## Work instructions
Begin at the top of the records and copy each line exactly. The line containing "# place a dot on each instance of the knit" is the last one to include.

--- Data shown ---

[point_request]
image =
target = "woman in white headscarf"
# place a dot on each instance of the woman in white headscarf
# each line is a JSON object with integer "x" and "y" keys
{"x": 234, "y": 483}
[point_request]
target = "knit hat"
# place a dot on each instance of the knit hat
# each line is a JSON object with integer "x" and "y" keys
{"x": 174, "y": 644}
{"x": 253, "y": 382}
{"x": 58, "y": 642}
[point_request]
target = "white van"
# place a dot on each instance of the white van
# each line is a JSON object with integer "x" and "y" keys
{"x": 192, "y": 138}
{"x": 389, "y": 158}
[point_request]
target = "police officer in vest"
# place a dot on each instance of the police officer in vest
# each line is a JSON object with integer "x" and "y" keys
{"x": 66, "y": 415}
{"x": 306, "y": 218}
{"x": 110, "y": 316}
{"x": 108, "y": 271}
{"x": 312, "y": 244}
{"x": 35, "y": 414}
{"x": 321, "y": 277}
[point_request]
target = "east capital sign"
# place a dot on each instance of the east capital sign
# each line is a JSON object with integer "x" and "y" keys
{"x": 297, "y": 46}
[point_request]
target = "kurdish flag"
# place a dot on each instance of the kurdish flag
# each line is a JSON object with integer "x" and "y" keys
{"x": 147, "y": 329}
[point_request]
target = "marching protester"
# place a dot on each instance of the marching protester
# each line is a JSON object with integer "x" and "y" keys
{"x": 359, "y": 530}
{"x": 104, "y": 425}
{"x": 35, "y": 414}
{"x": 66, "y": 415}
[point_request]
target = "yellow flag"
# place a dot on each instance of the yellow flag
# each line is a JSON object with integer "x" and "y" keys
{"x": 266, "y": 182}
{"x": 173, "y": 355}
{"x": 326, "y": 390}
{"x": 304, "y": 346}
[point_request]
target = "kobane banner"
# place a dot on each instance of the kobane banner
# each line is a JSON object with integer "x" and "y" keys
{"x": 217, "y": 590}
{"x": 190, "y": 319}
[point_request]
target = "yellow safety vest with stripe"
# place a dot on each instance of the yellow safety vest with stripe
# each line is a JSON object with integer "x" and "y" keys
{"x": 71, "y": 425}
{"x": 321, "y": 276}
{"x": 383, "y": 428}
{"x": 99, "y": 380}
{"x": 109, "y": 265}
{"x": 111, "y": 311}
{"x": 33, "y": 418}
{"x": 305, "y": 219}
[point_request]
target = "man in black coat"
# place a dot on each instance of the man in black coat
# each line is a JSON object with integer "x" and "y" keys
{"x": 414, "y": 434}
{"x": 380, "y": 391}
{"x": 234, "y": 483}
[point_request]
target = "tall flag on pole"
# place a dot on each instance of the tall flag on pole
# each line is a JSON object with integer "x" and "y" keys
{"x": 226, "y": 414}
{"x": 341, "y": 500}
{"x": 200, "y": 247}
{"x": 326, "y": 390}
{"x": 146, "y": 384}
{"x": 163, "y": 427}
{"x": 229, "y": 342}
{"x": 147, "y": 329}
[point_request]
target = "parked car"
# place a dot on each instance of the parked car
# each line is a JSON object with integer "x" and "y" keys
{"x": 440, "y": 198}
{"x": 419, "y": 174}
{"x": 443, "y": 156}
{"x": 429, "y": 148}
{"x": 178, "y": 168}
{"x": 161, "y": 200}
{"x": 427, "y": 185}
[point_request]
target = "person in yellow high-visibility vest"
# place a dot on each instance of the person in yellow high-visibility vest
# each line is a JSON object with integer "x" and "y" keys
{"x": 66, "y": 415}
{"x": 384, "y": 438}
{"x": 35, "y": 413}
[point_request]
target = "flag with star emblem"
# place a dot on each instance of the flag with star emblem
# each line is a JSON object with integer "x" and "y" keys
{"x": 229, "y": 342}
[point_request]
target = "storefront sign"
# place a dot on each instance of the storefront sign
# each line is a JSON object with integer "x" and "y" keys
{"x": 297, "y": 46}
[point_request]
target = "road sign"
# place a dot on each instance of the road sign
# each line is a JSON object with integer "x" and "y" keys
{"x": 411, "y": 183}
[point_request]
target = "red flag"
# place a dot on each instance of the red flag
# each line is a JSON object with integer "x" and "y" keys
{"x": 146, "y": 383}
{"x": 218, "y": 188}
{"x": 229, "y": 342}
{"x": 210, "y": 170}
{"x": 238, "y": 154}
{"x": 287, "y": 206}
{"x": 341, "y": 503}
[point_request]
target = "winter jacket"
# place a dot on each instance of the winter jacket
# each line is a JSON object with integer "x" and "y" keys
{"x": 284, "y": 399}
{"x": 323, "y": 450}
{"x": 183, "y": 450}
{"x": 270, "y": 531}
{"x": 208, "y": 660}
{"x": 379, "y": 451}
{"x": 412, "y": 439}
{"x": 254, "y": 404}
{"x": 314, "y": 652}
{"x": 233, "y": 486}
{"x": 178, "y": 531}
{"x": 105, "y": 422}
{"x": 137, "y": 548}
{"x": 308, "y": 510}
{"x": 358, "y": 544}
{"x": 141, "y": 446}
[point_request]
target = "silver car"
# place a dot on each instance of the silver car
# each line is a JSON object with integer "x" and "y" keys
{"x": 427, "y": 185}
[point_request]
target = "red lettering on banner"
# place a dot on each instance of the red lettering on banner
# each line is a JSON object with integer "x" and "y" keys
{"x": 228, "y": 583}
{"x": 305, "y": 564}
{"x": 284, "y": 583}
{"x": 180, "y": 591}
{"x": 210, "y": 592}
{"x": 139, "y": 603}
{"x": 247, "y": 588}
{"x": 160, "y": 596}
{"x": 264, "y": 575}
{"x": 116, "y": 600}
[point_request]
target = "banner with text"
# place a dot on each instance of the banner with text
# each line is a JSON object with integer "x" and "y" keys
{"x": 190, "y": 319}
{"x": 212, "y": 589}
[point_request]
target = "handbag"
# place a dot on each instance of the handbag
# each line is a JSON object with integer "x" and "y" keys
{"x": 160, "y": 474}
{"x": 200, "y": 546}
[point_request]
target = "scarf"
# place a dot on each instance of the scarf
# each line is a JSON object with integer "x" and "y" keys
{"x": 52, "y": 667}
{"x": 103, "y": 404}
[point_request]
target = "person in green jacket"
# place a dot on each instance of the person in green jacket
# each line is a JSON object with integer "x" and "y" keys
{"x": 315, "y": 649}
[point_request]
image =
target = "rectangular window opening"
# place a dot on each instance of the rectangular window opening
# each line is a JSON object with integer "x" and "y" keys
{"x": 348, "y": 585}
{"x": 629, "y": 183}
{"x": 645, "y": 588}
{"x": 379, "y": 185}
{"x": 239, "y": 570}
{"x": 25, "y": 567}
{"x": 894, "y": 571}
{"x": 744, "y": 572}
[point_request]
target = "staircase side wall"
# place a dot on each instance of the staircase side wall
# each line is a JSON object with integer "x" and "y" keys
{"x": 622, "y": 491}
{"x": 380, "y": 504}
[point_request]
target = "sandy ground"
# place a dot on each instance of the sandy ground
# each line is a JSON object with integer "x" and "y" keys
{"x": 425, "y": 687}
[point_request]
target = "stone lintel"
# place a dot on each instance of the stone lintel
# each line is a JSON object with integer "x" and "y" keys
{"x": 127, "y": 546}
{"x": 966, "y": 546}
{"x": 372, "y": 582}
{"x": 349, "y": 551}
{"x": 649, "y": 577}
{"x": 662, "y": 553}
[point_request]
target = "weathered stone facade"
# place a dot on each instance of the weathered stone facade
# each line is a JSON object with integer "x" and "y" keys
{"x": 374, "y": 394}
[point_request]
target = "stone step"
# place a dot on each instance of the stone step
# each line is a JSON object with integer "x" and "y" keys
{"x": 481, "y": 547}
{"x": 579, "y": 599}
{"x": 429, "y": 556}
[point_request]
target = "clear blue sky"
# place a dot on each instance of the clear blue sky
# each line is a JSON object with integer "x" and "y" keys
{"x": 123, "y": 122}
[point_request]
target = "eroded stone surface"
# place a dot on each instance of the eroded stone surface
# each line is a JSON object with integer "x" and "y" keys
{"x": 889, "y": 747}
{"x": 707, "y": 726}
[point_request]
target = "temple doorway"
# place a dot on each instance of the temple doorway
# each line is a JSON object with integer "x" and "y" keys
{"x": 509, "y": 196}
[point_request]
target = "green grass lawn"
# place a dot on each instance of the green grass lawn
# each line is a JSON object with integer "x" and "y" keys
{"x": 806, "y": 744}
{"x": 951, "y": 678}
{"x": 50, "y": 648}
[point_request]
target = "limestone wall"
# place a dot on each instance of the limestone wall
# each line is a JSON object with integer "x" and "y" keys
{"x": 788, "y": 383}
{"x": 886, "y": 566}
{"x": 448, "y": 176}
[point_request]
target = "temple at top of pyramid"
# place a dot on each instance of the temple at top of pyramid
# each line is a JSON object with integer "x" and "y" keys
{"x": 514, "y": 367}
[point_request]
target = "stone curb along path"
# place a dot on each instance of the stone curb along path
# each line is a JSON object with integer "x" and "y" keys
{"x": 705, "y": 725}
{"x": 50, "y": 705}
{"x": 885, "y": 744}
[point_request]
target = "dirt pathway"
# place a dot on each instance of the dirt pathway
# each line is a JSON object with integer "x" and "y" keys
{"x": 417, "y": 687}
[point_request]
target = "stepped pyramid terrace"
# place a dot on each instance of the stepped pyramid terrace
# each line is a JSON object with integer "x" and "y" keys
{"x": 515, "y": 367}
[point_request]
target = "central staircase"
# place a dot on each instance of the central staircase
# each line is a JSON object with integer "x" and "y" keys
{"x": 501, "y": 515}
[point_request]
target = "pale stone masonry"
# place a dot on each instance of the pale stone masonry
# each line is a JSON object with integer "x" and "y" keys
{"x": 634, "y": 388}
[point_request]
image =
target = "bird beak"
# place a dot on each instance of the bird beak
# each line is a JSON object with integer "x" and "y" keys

---

## Solution
[point_request]
image =
target = "woman in white headscarf"
# place a dot on each instance of the woman in white headscarf
# each line is a JSON object with integer "x" and "y" keys
{"x": 234, "y": 483}
[point_request]
target = "knit hat"
# place a dot on each instance of the knit hat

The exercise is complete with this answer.